What to do: Pull out the lines of the entries below, from the start through the line containing "x=489, y=217", and reproduce them without any changes. Leave the pictures out of your answer.

Location identification entries:
---------------

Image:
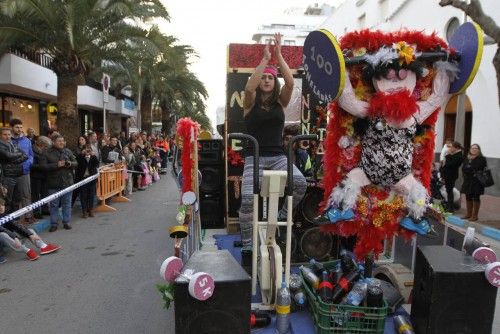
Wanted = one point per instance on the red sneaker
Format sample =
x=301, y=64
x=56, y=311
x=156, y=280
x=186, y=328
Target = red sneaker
x=49, y=249
x=32, y=255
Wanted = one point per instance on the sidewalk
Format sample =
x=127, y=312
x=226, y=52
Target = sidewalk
x=489, y=217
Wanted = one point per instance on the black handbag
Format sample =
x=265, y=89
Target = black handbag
x=485, y=178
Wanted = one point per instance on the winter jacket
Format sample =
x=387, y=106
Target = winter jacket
x=452, y=162
x=24, y=144
x=11, y=159
x=471, y=185
x=58, y=177
x=36, y=169
x=83, y=164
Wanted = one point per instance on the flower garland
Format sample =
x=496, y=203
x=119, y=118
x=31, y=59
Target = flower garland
x=186, y=128
x=378, y=210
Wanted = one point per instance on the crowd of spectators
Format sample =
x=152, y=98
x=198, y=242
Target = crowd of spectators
x=34, y=167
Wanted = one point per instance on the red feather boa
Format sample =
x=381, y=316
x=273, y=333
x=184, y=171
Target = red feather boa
x=374, y=40
x=396, y=107
x=185, y=127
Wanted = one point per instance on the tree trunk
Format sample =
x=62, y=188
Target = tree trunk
x=165, y=117
x=146, y=106
x=496, y=64
x=68, y=120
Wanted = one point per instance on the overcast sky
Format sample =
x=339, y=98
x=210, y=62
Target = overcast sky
x=210, y=25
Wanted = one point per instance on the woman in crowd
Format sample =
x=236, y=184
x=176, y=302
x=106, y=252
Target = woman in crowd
x=37, y=175
x=129, y=160
x=82, y=142
x=472, y=188
x=264, y=116
x=87, y=166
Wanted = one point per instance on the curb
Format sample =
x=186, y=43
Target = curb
x=487, y=231
x=41, y=225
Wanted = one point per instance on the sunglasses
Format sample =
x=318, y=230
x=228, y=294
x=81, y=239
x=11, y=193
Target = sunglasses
x=401, y=74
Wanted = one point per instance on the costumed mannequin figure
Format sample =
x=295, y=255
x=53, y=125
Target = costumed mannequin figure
x=379, y=147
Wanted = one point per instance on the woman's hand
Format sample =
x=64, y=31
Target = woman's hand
x=277, y=43
x=267, y=53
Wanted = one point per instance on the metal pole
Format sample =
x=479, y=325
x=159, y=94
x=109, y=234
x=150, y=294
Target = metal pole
x=104, y=117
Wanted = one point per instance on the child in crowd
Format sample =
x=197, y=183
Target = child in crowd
x=9, y=238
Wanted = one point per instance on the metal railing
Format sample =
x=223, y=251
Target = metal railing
x=39, y=58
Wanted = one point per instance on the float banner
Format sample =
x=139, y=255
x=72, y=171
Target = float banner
x=324, y=65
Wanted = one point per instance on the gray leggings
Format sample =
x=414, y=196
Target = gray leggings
x=9, y=241
x=246, y=209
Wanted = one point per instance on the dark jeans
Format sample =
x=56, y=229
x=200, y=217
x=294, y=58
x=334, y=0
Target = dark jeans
x=65, y=202
x=39, y=191
x=164, y=159
x=449, y=184
x=87, y=196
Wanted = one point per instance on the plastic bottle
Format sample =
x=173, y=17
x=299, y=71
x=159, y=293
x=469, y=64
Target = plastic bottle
x=345, y=284
x=299, y=297
x=402, y=325
x=325, y=288
x=295, y=282
x=347, y=263
x=259, y=319
x=310, y=277
x=316, y=266
x=283, y=302
x=356, y=296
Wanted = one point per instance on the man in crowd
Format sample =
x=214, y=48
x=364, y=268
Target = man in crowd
x=111, y=152
x=30, y=134
x=59, y=162
x=94, y=145
x=23, y=197
x=449, y=171
x=11, y=159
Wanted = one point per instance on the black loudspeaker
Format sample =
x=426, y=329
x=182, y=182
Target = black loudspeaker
x=228, y=310
x=211, y=166
x=450, y=296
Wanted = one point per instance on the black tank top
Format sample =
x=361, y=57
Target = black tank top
x=267, y=128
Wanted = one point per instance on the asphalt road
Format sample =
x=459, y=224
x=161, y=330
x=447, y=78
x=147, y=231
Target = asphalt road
x=103, y=279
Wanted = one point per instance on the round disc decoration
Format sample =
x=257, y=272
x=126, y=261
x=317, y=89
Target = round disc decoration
x=468, y=42
x=484, y=255
x=324, y=65
x=170, y=268
x=201, y=286
x=492, y=273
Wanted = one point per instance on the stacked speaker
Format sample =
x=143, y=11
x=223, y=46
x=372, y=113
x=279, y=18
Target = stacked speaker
x=450, y=294
x=211, y=166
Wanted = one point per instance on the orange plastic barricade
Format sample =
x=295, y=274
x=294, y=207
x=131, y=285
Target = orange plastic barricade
x=110, y=184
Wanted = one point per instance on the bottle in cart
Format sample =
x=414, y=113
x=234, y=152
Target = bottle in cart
x=357, y=294
x=316, y=266
x=310, y=277
x=325, y=288
x=283, y=302
x=295, y=282
x=299, y=297
x=345, y=284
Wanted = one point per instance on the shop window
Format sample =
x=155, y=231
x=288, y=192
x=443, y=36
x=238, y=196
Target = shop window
x=25, y=110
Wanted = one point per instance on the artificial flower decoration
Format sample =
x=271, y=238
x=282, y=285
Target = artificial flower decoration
x=406, y=52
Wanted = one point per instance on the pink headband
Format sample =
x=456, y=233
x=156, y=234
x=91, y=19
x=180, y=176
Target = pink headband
x=272, y=70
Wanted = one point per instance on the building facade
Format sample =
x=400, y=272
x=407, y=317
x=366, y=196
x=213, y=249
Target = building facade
x=482, y=120
x=28, y=91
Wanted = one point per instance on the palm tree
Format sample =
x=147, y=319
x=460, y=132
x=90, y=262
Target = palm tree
x=79, y=36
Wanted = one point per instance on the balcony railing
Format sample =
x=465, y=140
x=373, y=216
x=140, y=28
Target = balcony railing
x=36, y=57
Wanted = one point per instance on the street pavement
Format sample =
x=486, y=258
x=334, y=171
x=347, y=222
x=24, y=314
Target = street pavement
x=103, y=279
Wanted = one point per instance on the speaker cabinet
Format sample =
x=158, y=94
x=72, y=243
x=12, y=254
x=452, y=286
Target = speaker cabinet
x=211, y=166
x=228, y=310
x=450, y=296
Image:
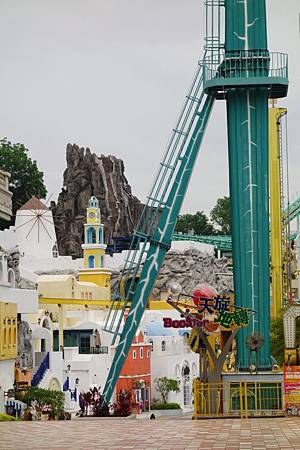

---------------

The response:
Image:
Wanted = one point per instance on the red sneaker
Format sample =
x=301, y=64
x=56, y=311
x=156, y=280
x=186, y=328
Target = red sneaker
x=49, y=249
x=32, y=255
Wanted = one point per instance on the sidewalk
Format sample =
x=127, y=312
x=226, y=52
Target = sidewalk
x=489, y=217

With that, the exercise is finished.